━━ QUOTED TEXT

Rhett: We talk about extremely esoteric ecological concepts a lot of the time, but the topics range from that to, I saw a frog today.

Dean: For instance, one meme shows an image of Gandalf, hand outstretched casting a spell on somebody. The text reads: Brazilian wandering spider. As in, Gandalf is the spider.

Ben: Below that is an image of a possessed King Theoden, the target of Gandalf's spell. The text over Theoden reads: Proboscis monkey. Theoden is the monkey. And he tauntingly says to the spider, "You have no power here!" Get it?

Dean: Oh jeez, congrats if you did. Because you'd first need to know that wandering spiders apparently cause erections in male victims...

Ben: ...and you'd also need to know that male proboscis monkeys — ha! — already have perpetual erections...

Dean: I didn't even know that was an actual thing.

Ben: Sounds painful. Does not sound comfortable.

Rhett: You said it was nerdy. It's absolutely nerdy.

━━━━
━━ SUPPLIED MATERIAL

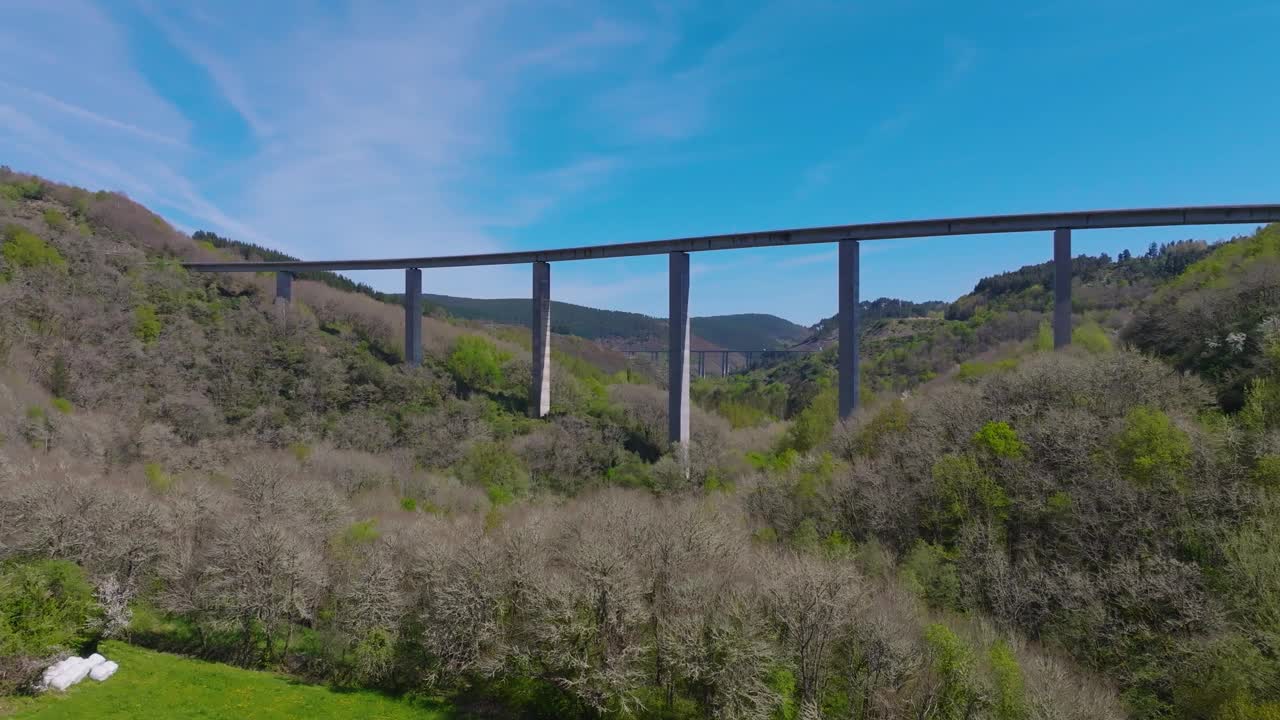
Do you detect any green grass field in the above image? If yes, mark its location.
[0,642,448,720]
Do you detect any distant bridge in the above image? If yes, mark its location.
[618,347,822,378]
[183,205,1280,447]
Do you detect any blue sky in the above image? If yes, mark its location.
[0,0,1280,323]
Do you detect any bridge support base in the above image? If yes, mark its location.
[275,273,293,305]
[1053,228,1071,350]
[529,263,552,418]
[273,272,293,322]
[404,268,422,368]
[838,240,860,420]
[667,252,689,456]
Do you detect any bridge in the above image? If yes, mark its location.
[183,205,1280,447]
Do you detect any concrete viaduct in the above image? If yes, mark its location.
[183,205,1280,446]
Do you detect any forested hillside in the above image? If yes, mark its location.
[0,170,1280,720]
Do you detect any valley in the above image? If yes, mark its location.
[0,169,1280,720]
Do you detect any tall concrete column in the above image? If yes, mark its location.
[404,268,422,368]
[667,252,689,450]
[529,263,552,418]
[1053,228,1071,350]
[838,240,860,420]
[275,273,293,305]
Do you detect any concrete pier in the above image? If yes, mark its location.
[404,268,422,368]
[275,272,293,305]
[1053,228,1071,350]
[667,252,689,452]
[529,263,552,418]
[838,240,860,420]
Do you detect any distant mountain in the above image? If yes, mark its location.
[800,297,948,347]
[422,295,812,350]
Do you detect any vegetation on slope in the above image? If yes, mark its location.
[0,165,1280,720]
[0,641,452,720]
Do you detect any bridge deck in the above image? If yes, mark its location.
[183,205,1280,273]
[183,205,1280,448]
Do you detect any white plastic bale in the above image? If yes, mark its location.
[88,660,120,683]
[49,657,93,691]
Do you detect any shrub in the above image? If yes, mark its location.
[1115,407,1192,489]
[142,462,173,493]
[0,225,67,278]
[849,398,911,457]
[899,541,963,610]
[933,455,1009,542]
[1252,455,1280,489]
[956,357,1018,380]
[1036,320,1053,352]
[0,560,101,694]
[778,387,837,452]
[1071,322,1111,355]
[0,179,45,200]
[49,354,72,397]
[989,641,1027,720]
[453,442,529,505]
[133,304,161,345]
[973,420,1027,459]
[338,519,381,547]
[44,208,70,232]
[924,624,980,720]
[445,334,508,392]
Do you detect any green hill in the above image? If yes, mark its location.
[424,295,810,350]
[0,642,451,720]
[0,169,1280,720]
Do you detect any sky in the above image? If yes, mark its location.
[0,0,1280,324]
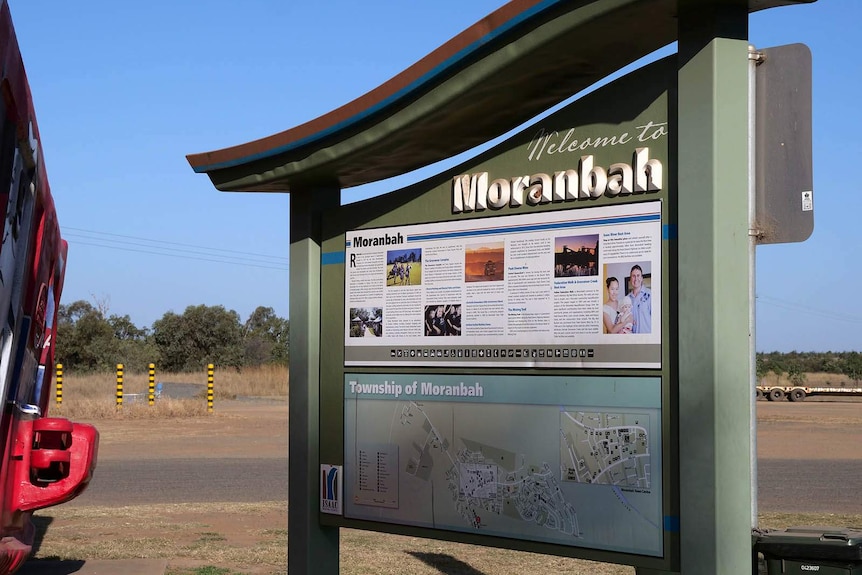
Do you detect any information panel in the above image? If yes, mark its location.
[344,201,662,368]
[344,374,663,556]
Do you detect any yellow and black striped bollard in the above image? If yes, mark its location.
[117,363,123,409]
[207,364,215,413]
[147,363,156,406]
[57,363,63,407]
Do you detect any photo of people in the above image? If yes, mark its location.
[386,248,422,286]
[350,307,383,337]
[464,242,506,283]
[554,234,599,278]
[425,304,461,336]
[602,261,652,334]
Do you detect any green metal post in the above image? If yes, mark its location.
[287,188,340,575]
[677,0,752,575]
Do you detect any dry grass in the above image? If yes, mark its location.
[49,366,290,421]
[35,501,862,575]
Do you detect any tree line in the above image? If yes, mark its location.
[60,300,290,372]
[756,351,862,384]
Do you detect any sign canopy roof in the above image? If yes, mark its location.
[187,0,814,192]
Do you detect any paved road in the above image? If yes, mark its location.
[67,458,862,514]
[66,459,287,506]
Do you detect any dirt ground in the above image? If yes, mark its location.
[27,398,862,575]
[34,399,288,575]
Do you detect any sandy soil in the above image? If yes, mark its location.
[30,398,862,574]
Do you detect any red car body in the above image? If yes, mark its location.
[0,0,99,575]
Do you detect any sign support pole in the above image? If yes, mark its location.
[676,1,753,575]
[287,188,340,575]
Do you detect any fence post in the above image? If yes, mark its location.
[147,363,156,405]
[57,363,63,407]
[117,363,123,409]
[207,364,215,413]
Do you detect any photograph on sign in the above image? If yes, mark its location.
[344,374,663,556]
[344,201,662,368]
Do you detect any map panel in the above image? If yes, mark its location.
[344,374,663,556]
[560,410,650,491]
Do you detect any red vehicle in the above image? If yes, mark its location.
[0,0,99,575]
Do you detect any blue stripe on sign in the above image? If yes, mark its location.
[664,515,679,533]
[320,252,344,266]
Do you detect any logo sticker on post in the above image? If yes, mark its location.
[320,465,342,515]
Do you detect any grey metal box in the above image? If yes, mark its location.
[755,526,862,575]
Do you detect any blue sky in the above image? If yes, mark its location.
[3,0,862,351]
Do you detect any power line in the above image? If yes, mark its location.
[62,226,287,263]
[70,241,289,272]
[756,295,862,324]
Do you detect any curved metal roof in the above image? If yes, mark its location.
[187,0,815,192]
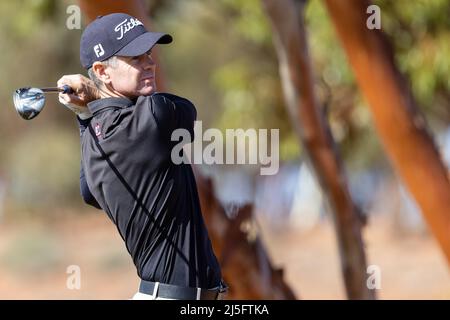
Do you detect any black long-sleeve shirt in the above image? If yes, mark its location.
[78,93,222,288]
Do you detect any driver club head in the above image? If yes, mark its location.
[13,88,45,120]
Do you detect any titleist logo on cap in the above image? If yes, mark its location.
[114,18,143,40]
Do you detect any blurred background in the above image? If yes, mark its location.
[0,0,450,299]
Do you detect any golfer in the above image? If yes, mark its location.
[58,13,226,300]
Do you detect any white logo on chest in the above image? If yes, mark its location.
[114,18,143,40]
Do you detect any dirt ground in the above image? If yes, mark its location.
[0,212,450,299]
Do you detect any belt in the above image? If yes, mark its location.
[139,280,226,300]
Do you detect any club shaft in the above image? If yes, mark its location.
[39,87,64,92]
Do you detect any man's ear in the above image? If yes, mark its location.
[92,61,111,84]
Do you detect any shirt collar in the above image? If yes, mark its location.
[87,97,134,114]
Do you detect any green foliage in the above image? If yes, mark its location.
[375,0,450,121]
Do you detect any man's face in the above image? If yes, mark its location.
[108,51,156,98]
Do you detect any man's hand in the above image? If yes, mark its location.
[57,74,100,119]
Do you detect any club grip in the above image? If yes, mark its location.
[62,84,73,94]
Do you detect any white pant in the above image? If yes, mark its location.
[131,282,176,300]
[131,292,176,300]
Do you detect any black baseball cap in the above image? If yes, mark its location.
[80,13,172,69]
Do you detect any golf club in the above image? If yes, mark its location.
[13,85,73,120]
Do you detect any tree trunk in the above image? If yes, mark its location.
[263,0,375,299]
[79,0,295,299]
[325,0,450,262]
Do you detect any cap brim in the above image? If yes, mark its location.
[114,32,172,57]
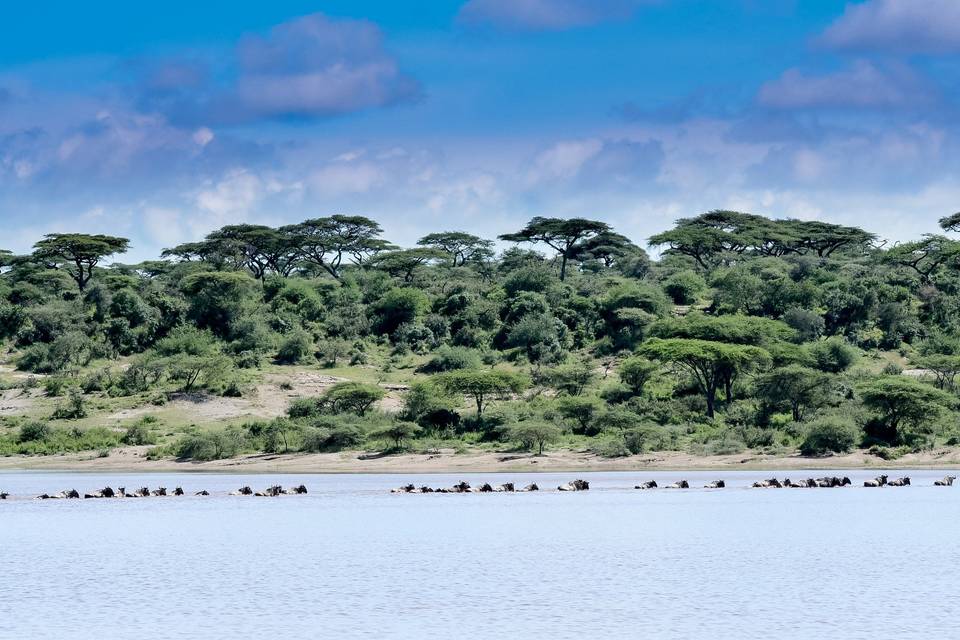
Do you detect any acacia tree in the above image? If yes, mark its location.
[434,369,527,422]
[917,353,960,390]
[201,224,300,280]
[368,247,445,282]
[500,216,610,282]
[638,338,770,418]
[510,421,560,456]
[883,234,960,283]
[756,365,831,422]
[417,231,493,267]
[576,231,643,269]
[939,212,960,231]
[287,214,392,280]
[857,376,956,444]
[33,233,130,291]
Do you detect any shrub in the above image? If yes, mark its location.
[590,437,631,458]
[52,387,87,420]
[17,421,53,442]
[623,425,677,454]
[301,424,363,453]
[277,330,313,364]
[508,420,560,456]
[175,429,242,460]
[663,269,707,304]
[123,421,157,447]
[800,417,857,456]
[557,396,603,436]
[370,421,423,449]
[417,346,480,373]
[810,338,857,373]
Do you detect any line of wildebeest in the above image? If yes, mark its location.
[0,476,957,500]
[390,476,957,493]
[0,484,307,500]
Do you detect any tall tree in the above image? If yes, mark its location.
[757,364,831,422]
[434,369,527,422]
[500,216,610,282]
[289,214,392,280]
[417,231,493,267]
[883,234,960,283]
[638,338,770,418]
[33,233,130,291]
[857,376,957,444]
[369,247,446,282]
[202,224,300,280]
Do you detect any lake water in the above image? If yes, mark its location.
[0,470,960,640]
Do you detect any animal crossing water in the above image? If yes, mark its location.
[0,471,960,640]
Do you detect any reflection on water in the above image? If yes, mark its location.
[0,471,960,640]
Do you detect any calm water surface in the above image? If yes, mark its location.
[0,471,960,640]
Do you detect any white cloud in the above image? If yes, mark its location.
[758,60,933,109]
[457,0,651,31]
[819,0,960,53]
[308,162,384,195]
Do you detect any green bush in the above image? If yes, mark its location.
[800,417,857,456]
[17,422,53,443]
[417,346,480,373]
[277,330,313,364]
[123,422,157,446]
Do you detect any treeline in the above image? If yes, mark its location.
[0,211,960,457]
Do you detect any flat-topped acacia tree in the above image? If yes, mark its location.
[417,231,493,267]
[638,338,770,418]
[33,233,130,291]
[500,216,610,282]
[435,369,527,422]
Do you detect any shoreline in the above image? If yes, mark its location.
[0,447,960,474]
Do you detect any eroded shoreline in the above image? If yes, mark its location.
[0,447,960,474]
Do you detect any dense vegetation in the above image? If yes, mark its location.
[0,211,960,459]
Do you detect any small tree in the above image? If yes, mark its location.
[640,338,770,418]
[370,422,423,449]
[620,358,657,396]
[544,362,597,396]
[434,369,527,422]
[509,421,561,456]
[320,382,385,416]
[800,417,857,456]
[500,216,610,282]
[756,365,831,422]
[557,396,604,436]
[33,233,130,291]
[857,376,956,444]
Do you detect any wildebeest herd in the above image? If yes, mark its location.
[0,484,307,500]
[0,475,957,500]
[390,476,957,493]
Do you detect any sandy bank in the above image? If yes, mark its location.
[0,447,960,473]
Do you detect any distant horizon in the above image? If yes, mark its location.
[0,0,960,259]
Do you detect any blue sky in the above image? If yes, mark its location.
[0,0,960,258]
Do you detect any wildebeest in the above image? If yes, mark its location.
[753,478,783,489]
[83,487,117,498]
[557,480,590,491]
[253,484,283,498]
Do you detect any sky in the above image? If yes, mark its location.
[0,0,960,261]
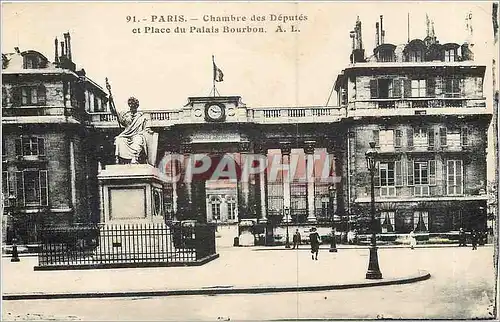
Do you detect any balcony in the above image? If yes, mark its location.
[89,107,343,128]
[348,97,491,117]
[2,106,89,123]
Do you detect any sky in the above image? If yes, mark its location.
[1,1,493,110]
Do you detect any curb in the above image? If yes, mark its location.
[3,270,431,301]
[252,244,493,251]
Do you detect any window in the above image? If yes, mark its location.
[375,161,403,196]
[14,85,46,106]
[378,130,394,152]
[413,128,429,147]
[446,160,463,195]
[2,86,7,107]
[411,79,427,97]
[2,171,10,207]
[444,49,456,62]
[394,130,403,148]
[370,78,401,98]
[380,211,394,233]
[16,169,48,206]
[210,197,221,220]
[227,197,236,220]
[444,78,462,97]
[16,136,45,156]
[408,50,423,63]
[413,211,429,232]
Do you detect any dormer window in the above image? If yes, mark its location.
[21,50,47,69]
[13,85,47,106]
[444,49,457,62]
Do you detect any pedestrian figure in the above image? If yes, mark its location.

━━━━

THINGS TO DO:
A. Quote the meme conversation, starting at the words "Dean: Oh jeez, congrats" and ending with "have perpetual erections...".
B. Answer these questions about the meme conversation:
(i) What text appears on the image of Gandalf?
(ii) What words does the possessed King Theoden say to the spider?
(iii) Besides "painful," how else does Ben describe the monkeys' condition?
C. Continue the conversation about the ecology meme from its last line.

OUTPUTS:
A.
Dean: Oh jeez, congrats if you did. Because you'd first need to know that wandering spiders apparently cause erections in male victims...

Ben: ...and you'd also need to know that male proboscis monkeys — ha! — already have perpetual erections...

B.
(i) Brazilian wandering spider.
(ii) "You have no power here!"
(iii) He says it does not sound comfortable.

C.
Ben: To picture Wild Green Memes, imagine logging onto the morass of irrelevant posts and political rants that is Facebook, and then imagine navigating to this thriving community of nature fans, where hundreds of thousands of people are interacting through an endless feed of sometimes indecipherable memes starring odd-looking organisms, each with scores of comments that, themselves, digress into multi-leveled inside jokes. It's fun.

Dean: There is a meme about a cat-like animal from Madagascar, the Cryptoprocta Ferox...

Ben: ...a scientific name that, as we learned, means "ferocious hidden anus."

Dean: And there's a pride meme about the way male gourami fish fight.

Ben: They kiss. It's adorable.

Dean: There are inside jokes that even insiders don't get.

Rhett: I'll be gone and I'll come back and be like, why are people posting pictures of scallops and writing, "But can they why?" on it? That, that makes no sense at all.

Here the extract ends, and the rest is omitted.